## Фрагмент документа

++++

Призрачность дарованной свободы

Отмена крепостного права, осуществленная царским правительством в 1861 году, не дала ожидаемых результатов, и, хотя Полонский был далек от политики, душа поэта ощутила половинчатость проводимых реформ, и он высказал свое скептическое отношение к ним:

Не знаю, что думает русский мужик,
Который и думать-то вовсе отвык...
Освобождаемый добрым царем,
Все розги да розги он видит кругом,
И думает он: то-то станут нас бить,
Как мы захотим на свободе-то жить...

В призрачности дарованной государем свободы Яков Петрович вскоре убедился воочию, когда весь литературный Петербург был потрясен известием об аресте 14 сентября 1861 года Михаила Михайлова, с которым Полонский некогда был в дружеских отношениях. За что был арестован литератор, придерживающийся революционно-демократических взглядов, было неизвестно. Поговаривали, что он распространял прокламацию «К молодому поколению», написанную Шелгуновым, и был выдан полиции неким В.Д. Костомаровым.

++++

Записи с координатной разметкой
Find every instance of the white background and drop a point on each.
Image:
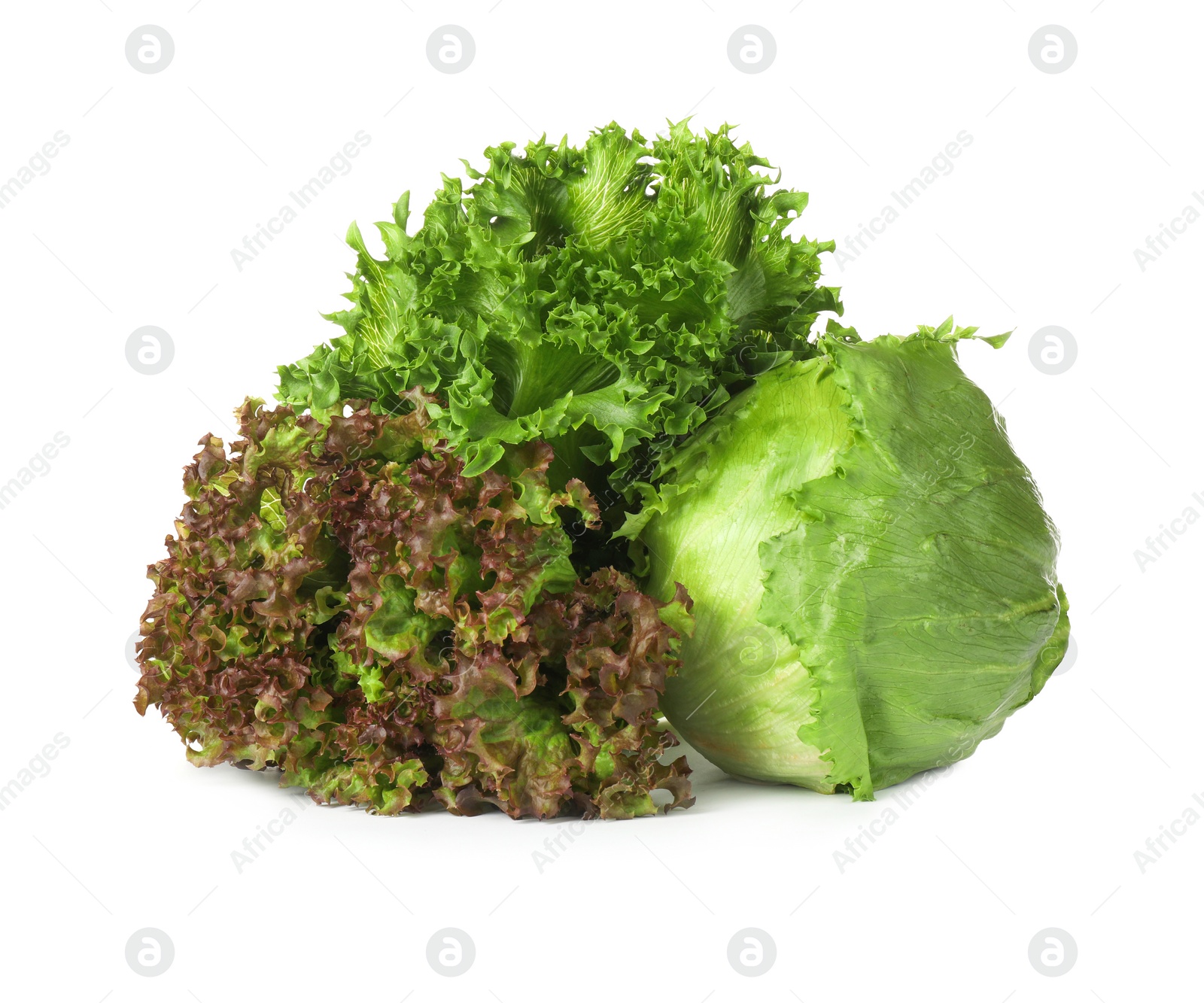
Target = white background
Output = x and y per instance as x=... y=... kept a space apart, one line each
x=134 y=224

++++

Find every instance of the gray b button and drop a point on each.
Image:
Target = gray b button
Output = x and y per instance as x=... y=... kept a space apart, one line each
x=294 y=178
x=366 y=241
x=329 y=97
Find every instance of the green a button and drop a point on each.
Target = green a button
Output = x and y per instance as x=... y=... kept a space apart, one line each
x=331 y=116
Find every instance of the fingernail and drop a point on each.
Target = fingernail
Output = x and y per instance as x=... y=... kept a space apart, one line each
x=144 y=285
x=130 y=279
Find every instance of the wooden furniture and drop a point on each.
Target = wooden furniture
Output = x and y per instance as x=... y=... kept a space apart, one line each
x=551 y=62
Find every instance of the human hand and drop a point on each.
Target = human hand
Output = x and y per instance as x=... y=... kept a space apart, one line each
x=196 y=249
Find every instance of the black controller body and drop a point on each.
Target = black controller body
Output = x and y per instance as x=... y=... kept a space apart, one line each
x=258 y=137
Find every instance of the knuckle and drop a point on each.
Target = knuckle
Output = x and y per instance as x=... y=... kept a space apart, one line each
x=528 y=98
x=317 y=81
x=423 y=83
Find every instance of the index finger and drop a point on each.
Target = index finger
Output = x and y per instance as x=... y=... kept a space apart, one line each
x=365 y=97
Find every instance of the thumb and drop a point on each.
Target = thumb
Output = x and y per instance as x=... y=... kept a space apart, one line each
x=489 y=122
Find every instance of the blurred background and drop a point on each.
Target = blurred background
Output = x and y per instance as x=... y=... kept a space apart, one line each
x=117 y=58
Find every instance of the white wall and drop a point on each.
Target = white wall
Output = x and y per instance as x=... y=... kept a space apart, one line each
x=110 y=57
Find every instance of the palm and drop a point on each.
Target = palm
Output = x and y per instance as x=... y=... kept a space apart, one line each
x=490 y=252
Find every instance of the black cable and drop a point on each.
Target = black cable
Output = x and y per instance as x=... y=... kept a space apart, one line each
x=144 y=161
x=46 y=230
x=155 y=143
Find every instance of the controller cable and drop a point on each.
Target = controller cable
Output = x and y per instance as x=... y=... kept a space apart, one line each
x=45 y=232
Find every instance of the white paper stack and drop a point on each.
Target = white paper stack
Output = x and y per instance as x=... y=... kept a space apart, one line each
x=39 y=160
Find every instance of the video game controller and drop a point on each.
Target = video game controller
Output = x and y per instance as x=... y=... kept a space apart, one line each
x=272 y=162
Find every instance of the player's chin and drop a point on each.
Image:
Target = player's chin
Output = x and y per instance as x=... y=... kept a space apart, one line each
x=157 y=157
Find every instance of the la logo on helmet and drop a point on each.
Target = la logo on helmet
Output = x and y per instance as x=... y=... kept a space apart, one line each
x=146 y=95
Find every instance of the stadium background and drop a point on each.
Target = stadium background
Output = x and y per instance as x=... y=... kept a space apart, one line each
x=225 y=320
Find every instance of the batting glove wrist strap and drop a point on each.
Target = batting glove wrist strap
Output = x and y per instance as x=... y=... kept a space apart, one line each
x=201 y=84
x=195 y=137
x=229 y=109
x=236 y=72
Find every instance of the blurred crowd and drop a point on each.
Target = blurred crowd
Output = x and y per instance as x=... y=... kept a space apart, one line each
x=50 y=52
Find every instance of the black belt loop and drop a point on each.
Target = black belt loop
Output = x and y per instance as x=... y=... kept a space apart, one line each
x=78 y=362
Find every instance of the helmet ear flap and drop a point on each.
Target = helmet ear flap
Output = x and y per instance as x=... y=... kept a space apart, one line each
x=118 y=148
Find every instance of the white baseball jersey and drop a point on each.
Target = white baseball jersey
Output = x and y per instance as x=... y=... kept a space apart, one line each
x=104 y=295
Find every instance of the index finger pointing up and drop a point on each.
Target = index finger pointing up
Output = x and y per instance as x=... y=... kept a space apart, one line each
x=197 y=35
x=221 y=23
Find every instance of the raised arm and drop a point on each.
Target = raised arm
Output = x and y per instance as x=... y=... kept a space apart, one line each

++++

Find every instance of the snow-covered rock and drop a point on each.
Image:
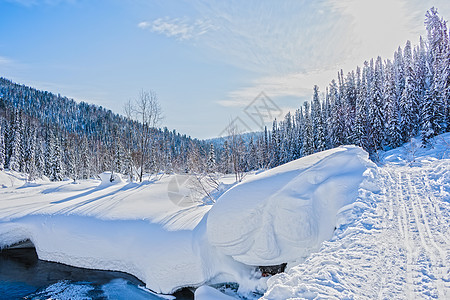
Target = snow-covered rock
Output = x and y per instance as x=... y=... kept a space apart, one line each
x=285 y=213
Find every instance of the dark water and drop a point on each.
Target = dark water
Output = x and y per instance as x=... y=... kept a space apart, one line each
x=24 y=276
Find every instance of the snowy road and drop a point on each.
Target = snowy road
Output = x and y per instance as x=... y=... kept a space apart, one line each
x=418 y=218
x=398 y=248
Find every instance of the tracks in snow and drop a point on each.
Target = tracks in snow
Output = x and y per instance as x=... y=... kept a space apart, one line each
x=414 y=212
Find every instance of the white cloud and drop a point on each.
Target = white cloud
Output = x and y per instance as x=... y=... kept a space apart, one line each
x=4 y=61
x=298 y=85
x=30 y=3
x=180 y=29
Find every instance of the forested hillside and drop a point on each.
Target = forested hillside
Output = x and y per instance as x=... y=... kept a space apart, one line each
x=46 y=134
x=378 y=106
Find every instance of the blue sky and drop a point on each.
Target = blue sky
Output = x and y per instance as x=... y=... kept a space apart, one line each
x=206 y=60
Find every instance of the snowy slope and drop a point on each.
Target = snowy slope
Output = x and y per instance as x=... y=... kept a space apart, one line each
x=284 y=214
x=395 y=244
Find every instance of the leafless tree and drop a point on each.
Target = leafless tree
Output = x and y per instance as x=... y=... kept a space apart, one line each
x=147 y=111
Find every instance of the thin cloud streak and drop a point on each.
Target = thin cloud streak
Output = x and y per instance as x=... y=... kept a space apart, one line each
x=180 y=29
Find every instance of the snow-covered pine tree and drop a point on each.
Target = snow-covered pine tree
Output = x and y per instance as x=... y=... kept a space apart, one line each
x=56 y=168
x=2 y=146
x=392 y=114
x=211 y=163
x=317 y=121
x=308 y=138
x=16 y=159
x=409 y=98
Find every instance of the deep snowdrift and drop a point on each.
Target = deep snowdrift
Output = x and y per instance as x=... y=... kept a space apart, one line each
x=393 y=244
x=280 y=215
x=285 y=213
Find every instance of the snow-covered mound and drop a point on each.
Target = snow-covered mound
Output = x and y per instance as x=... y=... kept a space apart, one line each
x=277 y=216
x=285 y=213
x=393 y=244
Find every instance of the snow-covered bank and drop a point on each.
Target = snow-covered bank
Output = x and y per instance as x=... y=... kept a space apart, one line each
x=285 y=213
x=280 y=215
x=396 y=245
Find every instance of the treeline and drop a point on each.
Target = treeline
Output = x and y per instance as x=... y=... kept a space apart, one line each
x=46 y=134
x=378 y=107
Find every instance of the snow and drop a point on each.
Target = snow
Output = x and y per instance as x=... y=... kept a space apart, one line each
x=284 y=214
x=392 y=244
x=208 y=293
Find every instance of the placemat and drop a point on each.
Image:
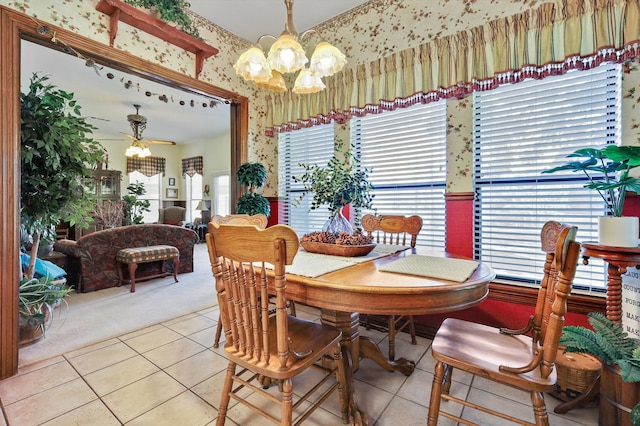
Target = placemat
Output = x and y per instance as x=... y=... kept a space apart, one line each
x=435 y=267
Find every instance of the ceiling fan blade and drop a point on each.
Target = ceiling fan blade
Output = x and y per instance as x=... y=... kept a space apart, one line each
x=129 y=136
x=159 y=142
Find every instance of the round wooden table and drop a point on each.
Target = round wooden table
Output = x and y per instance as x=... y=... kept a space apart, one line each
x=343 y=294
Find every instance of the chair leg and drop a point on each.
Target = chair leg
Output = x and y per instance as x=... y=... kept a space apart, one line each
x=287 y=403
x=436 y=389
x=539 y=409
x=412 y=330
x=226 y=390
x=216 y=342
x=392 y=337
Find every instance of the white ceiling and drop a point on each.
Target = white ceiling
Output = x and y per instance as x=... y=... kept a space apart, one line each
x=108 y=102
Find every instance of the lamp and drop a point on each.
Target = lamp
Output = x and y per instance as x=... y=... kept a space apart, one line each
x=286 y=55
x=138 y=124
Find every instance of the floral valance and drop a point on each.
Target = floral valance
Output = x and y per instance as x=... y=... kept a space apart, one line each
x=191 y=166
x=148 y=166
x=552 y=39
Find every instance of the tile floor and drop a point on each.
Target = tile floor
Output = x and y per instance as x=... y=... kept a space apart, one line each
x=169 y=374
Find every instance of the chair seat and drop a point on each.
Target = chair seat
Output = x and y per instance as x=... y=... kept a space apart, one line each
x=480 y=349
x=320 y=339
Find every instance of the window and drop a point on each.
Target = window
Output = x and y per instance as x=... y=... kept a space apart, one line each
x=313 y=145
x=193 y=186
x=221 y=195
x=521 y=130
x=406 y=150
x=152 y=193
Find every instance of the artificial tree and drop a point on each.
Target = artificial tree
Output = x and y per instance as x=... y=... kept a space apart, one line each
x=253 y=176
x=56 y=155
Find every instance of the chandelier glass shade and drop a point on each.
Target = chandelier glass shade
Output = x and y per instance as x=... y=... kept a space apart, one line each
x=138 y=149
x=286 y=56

++++

## Задача 1
Переведите на английский язык предложение из отрывка о Полонском: «За что был арестован литератор, придерживающийся революционно-демократических взглядов, было неизвестно.»
## Задача 2
Выведите, пожалуйста, без изменений часть отрывка о Полонском, начиная со слов «Отмена крепостного права, осуществленная» и продолжая до слов «думать-то вовсе отвык...» включительно.

## Ожидаемый ответ 1
Why the writer, who held revolutionary-democratic views, had been arrested was unknown.

## Ожидаемый ответ 2
Отмена крепостного права, осуществленная царским правительством в 1861 году, не дала ожидаемых результатов, и, хотя Полонский был далек от политики, душа поэта ощутила половинчатость проводимых реформ, и он высказал свое скептическое отношение к ним:

Не знаю, что думает русский мужик,
Который и думать-то вовсе отвык...